WORK TASK
Copy the stretch of the patch from "From 41a4cf7106639b46b68a3ef4117129e14b54c633 Mon" through "insertions(+), 1 deletion(-)" word for word.

PASSAGE FOR REVIEW
◇ ◇ ◇ ◇ ◇ ◇ ◇

From 41a4cf7106639b46b68a3ef4117129e14b54c633 Mon Sep 17 00:00:00 2001
From: Marko Henning <marko.henning@posteo.de>
Date: Thu, 6 Mar 2025 10:47:57 +0100
Subject: [PATCH 1/7] Added new k_reranker parameter

---
 backend/open_webui/config.py                   |  5 +++++
 backend/open_webui/main.py                     |  2 ++
 backend/open_webui/retrieval/utils.py          |  7 ++++++-
 backend/open_webui/routers/retrieval.py        |  8 ++++++++
 backend/open_webui/utils/middleware.py         |  1 +
 .../components/admin/Settings/Documents.svelte | 18 ++++++++++++++++++
 6 files changed, 40 insertions(+), 1 deletion(-)

diff --git a/backend/open_webui/config.py b/backend/open_webui/config.py
index 1e265f2ce..c832b88a2 100644
--- a/backend/open_webui/config.py
+++ b/backend/open_webui/config.py
@@ -1646,6 +1646,11 @@ BYPASS_EMBEDDING_AND_RETRIEVAL = PersistentConfig(
 RAG_TOP_K = PersistentConfig(
     "RAG_TOP_K", "rag.top_k", int(os.environ.get("RAG_TOP_K", "3"))
 )
+RAG_TOP_K_RERANKER = PersistentConfig(
+    "RAG_TOP_K_RERANKER",
+    "rag.top_k_reranker",
+    int(os.environ.get("RAG_TOP_K_RERANKER", "3"))
+)
 RAG_RELEVANCE_THRESHOLD = PersistentConfig(
     "RAG_RELEVANCE_THRESHOLD",
     "rag.relevance_threshold",
diff --git a/backend/open_webui/main.py b/backend/open_webui/main.py
index 416460837..3c83aba11 100644
--- a/backend/open_webui/main.py
+++ b/backend/open_webui/main.py
@@ -189,6 +189,7 @@ from open_webui.config import (
     DOCUMENT_INTELLIGENCE_ENDPOINT,
     DOCUMENT_INTELLIGENCE_KEY,
     RAG_TOP_K,
+    RAG_TOP_K_RERANKER,
     RAG_TEXT_SPLITTER,
     TIKTOKEN_ENCODING_NAME,
     PDF_EXTRACT_IMAGES,
@@ -535,6 +536,7 @@ app.state.FUNCTIONS = {}
 
 
 app.state.config.TOP_K = RAG_TOP_K
+app.state.config.TOP_K_RERANKER = RAG_TOP_K_RERANKER
 app.state.config.RELEVANCE_THRESHOLD = RAG_RELEVANCE_THRESHOLD
 app.state.config.FILE_MAX_SIZE = RAG_FILE_MAX_SIZE
 app.state.config.FILE_MAX_COUNT = RAG_FILE_MAX_COUNT
diff --git a/backend/open_webui/retrieval/utils.py b/backend/open_webui/retrieval/utils.py
index 029a33a56..965b49b88 100644
--- a/backend/open_webui/retrieval/utils.py
+++ b/backend/open_webui/retrieval/utils.py
@@ -106,6 +106,7 @@ def query_doc_with_hybrid_search(
     embedding_function,
     k: int,
     reranking_function,
+    k_reranker: int,
     r: float,
 ) -> dict:
     try:
@@ -128,7 +129,7 @@ def query_doc_with_hybrid_search(
         )
         compressor = RerankCompressor(
             embedding_function=embedding_function,
-            top_n=k,
+            top_n=k_reranker,
             reranking_function=reranking_function,
             r_score=r,
         )

◇ ◇ ◇ ◇ ◇ ◇ ◇

PROVIDED DATA
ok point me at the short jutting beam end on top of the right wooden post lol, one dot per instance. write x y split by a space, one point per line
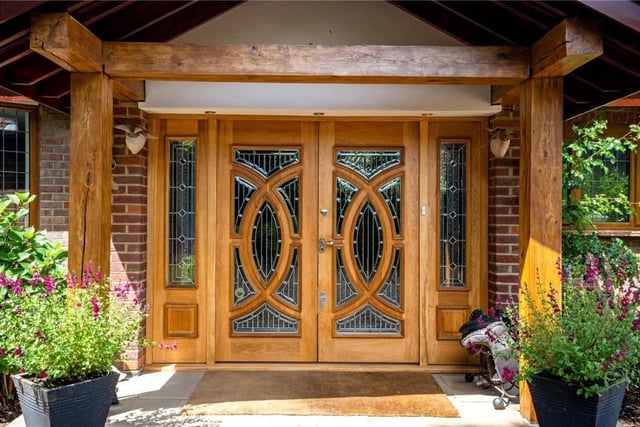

◇ ◇ ◇ ◇ ◇ ◇ ◇

RESULT
From 41a4cf7106639b46b68a3ef4117129e14b54c633 Mon Sep 17 00:00:00 2001
From: Marko Henning <marko.henning@posteo.de>
Date: Thu, 6 Mar 2025 10:47:57 +0100
Subject: [PATCH 1/7] Added new k_reranker parameter

---
 backend/open_webui/config.py                   |  5 +++++
 backend/open_webui/main.py                     |  2 ++
 backend/open_webui/retrieval/utils.py          |  7 ++++++-
 backend/open_webui/routers/retrieval.py        |  8 ++++++++
 backend/open_webui/utils/middleware.py         |  1 +
 .../components/admin/Settings/Documents.svelte | 18 ++++++++++++++++++
 6 files changed, 40 insertions(+), 1 deletion(-)